(Records excerpted from a collection)
################
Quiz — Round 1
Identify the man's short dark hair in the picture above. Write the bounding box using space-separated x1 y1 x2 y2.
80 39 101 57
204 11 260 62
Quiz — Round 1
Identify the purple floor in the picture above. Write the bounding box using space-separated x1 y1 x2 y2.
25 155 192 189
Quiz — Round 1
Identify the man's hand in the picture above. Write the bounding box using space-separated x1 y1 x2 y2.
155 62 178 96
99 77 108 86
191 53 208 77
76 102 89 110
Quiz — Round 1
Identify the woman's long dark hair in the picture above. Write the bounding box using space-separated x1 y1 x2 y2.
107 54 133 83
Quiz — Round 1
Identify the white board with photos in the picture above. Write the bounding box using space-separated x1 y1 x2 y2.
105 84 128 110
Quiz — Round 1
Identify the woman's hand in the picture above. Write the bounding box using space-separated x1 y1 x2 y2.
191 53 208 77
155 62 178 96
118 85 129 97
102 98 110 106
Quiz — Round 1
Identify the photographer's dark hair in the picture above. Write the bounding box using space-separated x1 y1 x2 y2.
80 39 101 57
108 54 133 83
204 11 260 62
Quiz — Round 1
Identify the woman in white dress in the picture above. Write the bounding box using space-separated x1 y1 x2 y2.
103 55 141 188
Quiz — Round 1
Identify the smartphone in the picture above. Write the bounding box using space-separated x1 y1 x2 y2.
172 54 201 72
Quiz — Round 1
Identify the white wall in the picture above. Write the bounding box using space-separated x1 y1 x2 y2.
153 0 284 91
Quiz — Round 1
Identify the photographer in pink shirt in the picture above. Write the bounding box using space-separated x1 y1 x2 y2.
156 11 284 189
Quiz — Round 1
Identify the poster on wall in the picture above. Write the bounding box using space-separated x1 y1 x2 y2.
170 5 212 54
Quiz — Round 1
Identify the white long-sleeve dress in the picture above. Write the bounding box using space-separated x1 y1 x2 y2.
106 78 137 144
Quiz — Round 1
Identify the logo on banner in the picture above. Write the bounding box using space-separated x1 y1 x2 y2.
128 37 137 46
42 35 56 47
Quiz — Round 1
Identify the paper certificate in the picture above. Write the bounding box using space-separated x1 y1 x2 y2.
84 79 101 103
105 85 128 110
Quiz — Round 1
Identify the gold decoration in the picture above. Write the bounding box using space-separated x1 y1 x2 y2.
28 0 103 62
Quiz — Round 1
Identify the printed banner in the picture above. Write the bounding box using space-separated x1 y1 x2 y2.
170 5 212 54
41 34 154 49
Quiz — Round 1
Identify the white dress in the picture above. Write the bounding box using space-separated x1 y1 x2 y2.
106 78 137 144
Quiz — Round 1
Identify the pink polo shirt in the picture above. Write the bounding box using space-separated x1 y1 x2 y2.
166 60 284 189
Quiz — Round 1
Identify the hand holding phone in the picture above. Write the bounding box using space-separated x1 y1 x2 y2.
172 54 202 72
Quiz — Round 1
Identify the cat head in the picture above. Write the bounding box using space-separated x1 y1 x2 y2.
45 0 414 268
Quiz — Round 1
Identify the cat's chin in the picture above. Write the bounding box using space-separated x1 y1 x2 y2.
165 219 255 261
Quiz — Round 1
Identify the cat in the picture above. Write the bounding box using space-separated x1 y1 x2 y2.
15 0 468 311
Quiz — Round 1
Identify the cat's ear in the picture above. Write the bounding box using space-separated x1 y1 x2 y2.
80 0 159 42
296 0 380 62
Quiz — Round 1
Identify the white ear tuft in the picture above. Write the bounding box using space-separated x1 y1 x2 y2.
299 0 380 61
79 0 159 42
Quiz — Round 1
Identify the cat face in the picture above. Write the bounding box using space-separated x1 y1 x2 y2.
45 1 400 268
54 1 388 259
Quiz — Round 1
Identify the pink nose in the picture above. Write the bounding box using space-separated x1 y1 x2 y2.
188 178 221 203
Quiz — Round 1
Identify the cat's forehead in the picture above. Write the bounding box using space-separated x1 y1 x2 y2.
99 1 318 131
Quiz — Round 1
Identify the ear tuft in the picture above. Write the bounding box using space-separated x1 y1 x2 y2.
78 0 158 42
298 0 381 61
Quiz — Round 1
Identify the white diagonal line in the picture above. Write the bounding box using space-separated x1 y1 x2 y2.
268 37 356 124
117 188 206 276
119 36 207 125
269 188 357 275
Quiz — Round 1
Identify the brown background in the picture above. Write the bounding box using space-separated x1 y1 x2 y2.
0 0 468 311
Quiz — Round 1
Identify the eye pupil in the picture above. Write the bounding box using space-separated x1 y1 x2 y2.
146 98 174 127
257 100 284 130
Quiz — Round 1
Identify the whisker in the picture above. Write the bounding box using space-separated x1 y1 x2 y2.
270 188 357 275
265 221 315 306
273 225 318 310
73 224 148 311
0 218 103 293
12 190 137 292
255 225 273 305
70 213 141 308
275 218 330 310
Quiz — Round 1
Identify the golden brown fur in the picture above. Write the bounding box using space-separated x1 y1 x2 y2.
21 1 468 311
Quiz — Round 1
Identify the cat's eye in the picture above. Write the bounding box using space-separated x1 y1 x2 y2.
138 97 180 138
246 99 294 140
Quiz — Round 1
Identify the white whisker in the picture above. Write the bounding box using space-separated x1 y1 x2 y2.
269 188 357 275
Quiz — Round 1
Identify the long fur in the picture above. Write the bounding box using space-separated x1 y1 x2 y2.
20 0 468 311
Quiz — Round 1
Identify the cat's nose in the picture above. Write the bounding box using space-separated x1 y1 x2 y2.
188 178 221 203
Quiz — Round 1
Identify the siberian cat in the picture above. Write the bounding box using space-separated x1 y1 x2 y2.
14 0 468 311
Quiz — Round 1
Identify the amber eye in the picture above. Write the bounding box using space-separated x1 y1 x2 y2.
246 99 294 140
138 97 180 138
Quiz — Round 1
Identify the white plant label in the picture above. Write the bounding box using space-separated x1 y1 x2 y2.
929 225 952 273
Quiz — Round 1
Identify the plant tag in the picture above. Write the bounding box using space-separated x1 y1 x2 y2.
################
» **Aim**
Report every line of the records above that contains the string "long", copying each such line in full. Treat uppercase and lowercase letters as different.

» **Result of this exercise**
Identify the woman's long dark hair in the picture above. Write the bounding box using space-separated x1 y1 x2 y2.
Identify the white long-sleeve dress in the picture above. Write the bounding box using space-separated x1 y1 x2 y2.
Identify the long fur in the picture above. Write the bounding box using space-separated x1 y1 x2 y2.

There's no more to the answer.